» **What is asked**: Identify every row below that contains the string "branch" and copy each of those rows in full. Treat the match as case-sensitive.

Object location annotation data
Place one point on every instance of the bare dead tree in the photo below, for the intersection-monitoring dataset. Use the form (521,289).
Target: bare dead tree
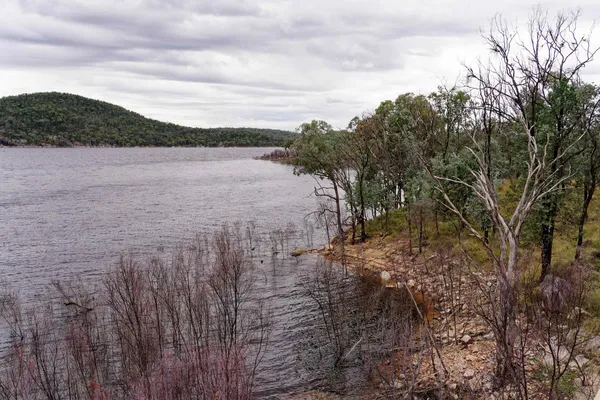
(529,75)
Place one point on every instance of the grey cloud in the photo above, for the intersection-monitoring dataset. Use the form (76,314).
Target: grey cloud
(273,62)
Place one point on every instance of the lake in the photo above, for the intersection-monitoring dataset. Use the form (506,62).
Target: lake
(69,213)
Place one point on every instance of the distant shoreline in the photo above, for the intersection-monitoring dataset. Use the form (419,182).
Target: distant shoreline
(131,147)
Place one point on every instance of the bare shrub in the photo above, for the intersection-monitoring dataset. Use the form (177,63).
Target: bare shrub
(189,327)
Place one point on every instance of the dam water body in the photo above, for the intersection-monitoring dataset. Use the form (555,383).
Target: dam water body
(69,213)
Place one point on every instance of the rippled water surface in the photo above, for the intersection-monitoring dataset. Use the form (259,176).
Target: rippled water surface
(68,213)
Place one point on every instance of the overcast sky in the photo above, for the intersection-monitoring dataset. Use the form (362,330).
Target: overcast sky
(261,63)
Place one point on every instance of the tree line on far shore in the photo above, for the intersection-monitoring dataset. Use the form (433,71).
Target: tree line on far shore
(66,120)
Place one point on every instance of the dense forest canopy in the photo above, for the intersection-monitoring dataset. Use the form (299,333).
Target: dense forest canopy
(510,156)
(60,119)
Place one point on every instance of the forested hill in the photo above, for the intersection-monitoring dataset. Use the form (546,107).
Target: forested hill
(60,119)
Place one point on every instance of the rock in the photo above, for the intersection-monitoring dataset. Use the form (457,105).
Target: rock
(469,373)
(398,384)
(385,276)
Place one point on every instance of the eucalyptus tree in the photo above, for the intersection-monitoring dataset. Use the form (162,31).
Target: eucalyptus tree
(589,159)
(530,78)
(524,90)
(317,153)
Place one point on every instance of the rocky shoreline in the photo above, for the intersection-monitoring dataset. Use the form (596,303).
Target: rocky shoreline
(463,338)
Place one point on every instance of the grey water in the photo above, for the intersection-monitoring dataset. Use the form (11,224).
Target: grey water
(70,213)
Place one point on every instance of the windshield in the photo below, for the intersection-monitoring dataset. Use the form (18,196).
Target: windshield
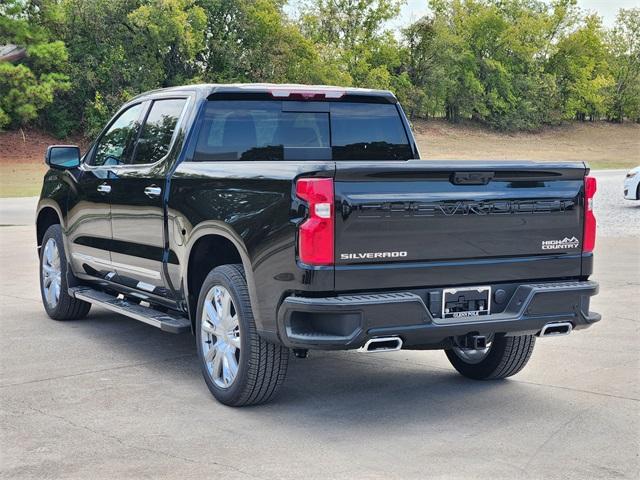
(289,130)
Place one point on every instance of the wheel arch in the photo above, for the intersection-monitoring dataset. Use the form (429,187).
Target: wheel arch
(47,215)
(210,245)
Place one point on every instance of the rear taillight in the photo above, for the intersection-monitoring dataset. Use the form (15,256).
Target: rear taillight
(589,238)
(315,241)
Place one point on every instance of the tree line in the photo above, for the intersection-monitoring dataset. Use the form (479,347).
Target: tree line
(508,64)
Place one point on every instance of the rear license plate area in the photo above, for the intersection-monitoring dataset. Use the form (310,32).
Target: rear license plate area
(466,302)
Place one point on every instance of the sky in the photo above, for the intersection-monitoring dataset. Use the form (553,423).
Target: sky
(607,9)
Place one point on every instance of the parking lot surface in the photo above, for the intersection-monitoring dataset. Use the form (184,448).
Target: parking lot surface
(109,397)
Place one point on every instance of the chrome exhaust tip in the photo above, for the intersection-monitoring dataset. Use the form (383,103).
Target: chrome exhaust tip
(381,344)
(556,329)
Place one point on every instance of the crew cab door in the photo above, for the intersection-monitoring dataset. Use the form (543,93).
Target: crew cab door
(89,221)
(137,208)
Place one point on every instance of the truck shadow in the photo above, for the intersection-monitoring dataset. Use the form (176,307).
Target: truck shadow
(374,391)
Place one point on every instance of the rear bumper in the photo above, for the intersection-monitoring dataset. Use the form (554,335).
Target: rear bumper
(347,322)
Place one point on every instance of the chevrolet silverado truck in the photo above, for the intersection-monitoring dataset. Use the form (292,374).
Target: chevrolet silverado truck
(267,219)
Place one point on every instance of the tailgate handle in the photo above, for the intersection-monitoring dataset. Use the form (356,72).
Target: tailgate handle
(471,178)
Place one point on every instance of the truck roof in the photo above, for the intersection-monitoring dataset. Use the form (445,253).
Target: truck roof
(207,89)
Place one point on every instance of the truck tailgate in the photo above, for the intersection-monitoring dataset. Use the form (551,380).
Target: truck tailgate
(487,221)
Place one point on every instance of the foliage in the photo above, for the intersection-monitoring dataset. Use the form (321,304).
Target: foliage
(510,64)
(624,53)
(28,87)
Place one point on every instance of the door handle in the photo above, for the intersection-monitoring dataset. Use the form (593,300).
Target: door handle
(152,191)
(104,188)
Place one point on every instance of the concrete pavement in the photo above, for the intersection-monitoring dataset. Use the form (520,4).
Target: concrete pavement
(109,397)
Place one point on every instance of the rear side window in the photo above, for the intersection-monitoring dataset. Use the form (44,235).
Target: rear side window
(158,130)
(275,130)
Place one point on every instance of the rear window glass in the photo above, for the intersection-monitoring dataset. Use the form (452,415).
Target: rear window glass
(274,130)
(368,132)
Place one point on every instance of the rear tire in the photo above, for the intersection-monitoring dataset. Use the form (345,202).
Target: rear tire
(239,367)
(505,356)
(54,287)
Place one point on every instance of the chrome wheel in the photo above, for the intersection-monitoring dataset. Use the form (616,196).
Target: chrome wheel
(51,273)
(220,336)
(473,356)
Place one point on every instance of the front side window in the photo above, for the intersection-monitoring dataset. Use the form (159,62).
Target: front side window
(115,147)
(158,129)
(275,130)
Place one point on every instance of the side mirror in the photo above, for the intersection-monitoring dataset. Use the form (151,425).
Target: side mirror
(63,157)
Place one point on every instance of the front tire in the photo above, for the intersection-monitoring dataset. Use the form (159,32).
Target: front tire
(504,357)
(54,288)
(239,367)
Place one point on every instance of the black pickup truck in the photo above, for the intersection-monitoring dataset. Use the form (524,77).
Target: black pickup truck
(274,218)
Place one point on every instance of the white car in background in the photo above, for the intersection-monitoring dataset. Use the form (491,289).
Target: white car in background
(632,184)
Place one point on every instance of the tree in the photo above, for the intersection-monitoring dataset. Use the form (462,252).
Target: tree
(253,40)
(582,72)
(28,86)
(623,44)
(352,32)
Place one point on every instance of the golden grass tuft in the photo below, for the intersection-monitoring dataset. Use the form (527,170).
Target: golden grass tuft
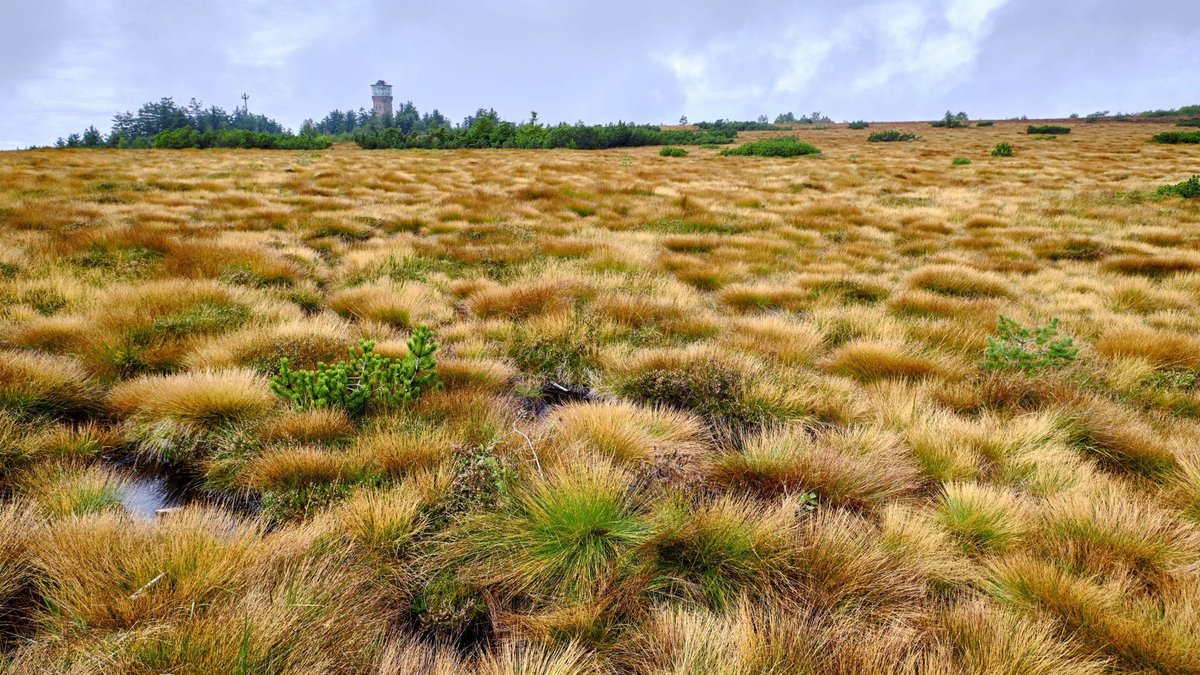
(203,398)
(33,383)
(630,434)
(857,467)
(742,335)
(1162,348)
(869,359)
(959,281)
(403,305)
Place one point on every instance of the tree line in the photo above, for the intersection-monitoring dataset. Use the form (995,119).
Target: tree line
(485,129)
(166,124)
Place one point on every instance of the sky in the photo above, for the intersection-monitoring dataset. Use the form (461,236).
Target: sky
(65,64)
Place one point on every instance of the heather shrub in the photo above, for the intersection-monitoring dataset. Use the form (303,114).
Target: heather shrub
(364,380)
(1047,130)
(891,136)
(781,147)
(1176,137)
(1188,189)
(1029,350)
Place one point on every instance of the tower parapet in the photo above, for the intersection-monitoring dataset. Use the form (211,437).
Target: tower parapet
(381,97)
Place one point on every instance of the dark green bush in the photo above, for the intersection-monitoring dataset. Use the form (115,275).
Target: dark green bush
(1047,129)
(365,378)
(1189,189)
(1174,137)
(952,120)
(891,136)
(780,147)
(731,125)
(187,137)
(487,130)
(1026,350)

--

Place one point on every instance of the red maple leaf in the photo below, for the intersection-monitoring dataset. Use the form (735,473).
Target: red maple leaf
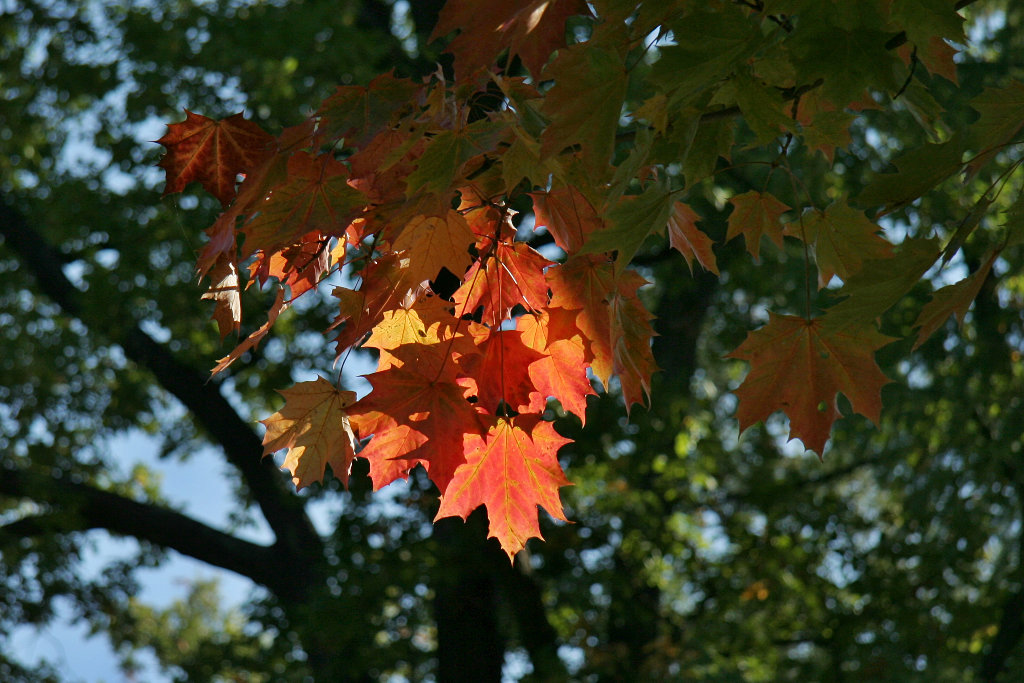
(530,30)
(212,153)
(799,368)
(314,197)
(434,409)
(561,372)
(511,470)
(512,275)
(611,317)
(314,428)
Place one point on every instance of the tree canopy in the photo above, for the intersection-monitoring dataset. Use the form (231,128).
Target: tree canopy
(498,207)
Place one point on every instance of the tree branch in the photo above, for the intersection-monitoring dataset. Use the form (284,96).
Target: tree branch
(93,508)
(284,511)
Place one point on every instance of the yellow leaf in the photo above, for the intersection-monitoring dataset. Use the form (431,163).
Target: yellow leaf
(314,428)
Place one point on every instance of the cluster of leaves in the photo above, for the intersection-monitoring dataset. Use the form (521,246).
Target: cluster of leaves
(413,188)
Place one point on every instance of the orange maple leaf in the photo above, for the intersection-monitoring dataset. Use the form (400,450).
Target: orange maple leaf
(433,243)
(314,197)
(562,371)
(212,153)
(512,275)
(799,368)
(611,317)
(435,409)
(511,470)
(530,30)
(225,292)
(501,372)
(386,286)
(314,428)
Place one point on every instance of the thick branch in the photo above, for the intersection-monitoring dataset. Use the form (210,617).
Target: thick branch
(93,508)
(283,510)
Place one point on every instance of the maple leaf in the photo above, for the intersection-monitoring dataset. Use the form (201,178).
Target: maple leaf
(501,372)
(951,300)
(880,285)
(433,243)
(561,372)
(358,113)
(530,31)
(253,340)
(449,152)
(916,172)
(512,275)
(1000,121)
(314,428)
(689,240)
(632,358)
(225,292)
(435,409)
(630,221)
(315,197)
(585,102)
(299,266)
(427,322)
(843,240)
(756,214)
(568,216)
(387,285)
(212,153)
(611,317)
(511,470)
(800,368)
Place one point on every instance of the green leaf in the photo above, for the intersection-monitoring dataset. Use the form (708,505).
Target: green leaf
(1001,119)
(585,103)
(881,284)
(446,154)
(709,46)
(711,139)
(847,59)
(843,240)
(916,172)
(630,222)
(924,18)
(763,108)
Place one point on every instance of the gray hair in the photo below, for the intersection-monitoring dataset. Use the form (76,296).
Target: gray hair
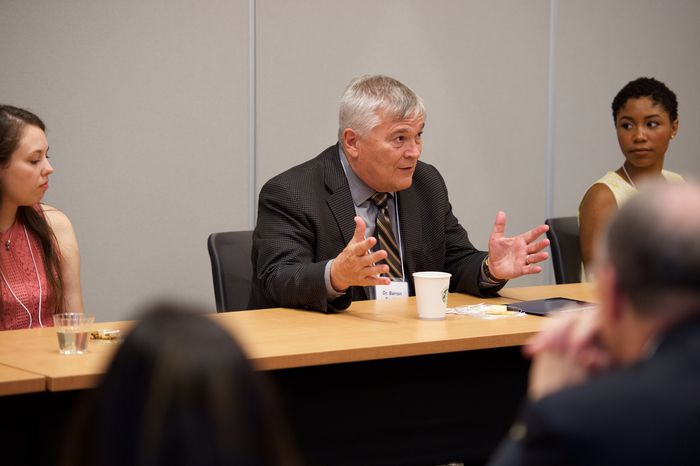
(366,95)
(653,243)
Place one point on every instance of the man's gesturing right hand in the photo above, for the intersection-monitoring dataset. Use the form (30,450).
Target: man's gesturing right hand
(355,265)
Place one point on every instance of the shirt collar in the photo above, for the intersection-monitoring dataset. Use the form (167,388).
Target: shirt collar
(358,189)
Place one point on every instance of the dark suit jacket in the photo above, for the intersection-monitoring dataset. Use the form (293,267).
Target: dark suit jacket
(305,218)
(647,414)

* * *

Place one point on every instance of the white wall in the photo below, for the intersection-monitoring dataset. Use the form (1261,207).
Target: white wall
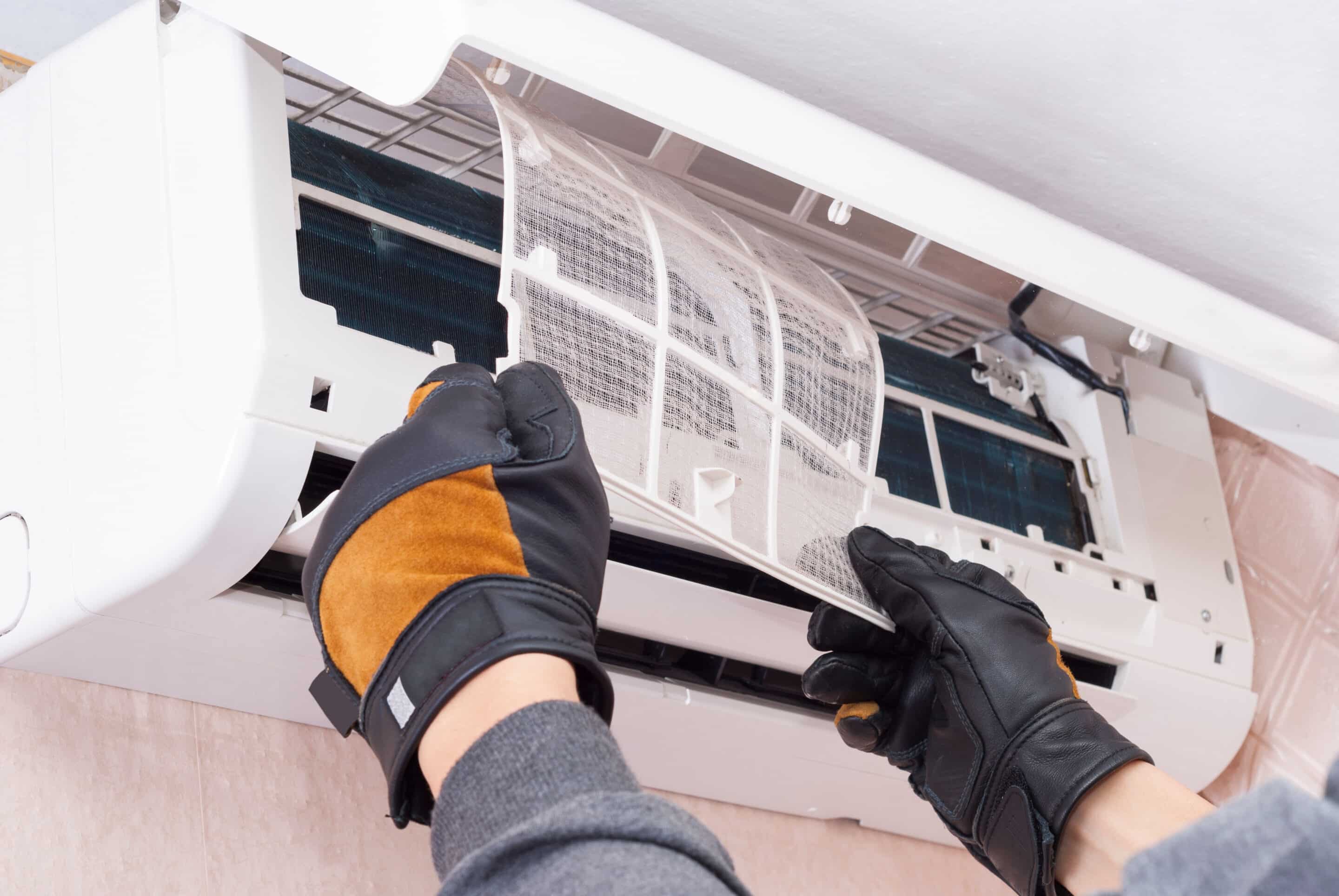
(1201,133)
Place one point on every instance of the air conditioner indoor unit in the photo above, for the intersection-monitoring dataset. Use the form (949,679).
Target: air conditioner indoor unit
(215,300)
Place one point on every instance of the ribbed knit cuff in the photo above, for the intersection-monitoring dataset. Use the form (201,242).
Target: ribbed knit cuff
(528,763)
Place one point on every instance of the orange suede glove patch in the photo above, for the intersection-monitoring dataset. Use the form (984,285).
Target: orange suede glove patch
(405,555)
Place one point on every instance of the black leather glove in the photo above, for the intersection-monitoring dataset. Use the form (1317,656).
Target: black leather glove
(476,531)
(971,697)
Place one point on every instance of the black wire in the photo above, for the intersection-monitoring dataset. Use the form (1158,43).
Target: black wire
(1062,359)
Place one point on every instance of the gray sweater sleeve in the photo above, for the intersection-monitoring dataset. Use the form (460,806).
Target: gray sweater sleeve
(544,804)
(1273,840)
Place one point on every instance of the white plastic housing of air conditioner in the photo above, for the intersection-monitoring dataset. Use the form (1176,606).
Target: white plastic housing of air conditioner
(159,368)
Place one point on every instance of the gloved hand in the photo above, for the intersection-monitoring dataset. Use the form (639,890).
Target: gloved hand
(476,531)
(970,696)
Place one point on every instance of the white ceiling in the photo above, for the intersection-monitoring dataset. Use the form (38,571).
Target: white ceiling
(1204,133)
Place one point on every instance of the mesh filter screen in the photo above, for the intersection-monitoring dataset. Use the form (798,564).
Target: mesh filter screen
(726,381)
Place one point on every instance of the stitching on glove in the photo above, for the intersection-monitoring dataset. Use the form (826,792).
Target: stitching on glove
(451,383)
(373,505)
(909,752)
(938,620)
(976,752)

» **Problem solution**:
Place one point on every instance of the tree branch in the photo above, for the intersection-monitoring dataset. Use the form (284,96).
Target: tree branch
Place one point on every instance of the thick branch in the photo above, for the intersection-monitoring dataset. Use the form (210,617).
Target: thick branch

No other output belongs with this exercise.